## Work request
Your copy should match the records below word for word and contain no pictures.
★ ★ ★ ★ ★ ★ ★
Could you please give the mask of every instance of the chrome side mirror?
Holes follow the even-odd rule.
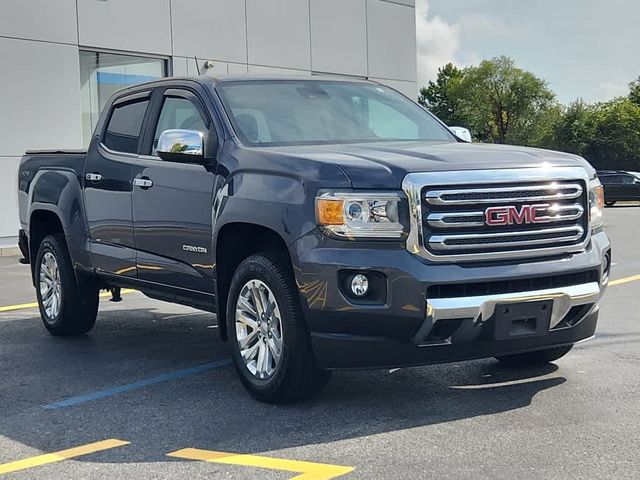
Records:
[[[468,128],[464,127],[449,127],[449,130],[453,132],[453,134],[461,140],[465,142],[471,143],[473,140],[471,139],[471,132]]]
[[[196,130],[165,130],[160,134],[156,151],[168,162],[203,163],[204,134]]]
★ ★ ★ ★ ★ ★ ★
## Result for this task
Could you please give the mask of every instance of the chrome side mirror?
Holes follow the even-odd rule.
Records:
[[[468,128],[464,127],[449,127],[449,130],[453,132],[453,134],[461,140],[465,142],[471,143],[473,140],[471,139],[471,132]]]
[[[196,130],[165,130],[160,134],[156,151],[168,162],[203,163],[204,134]]]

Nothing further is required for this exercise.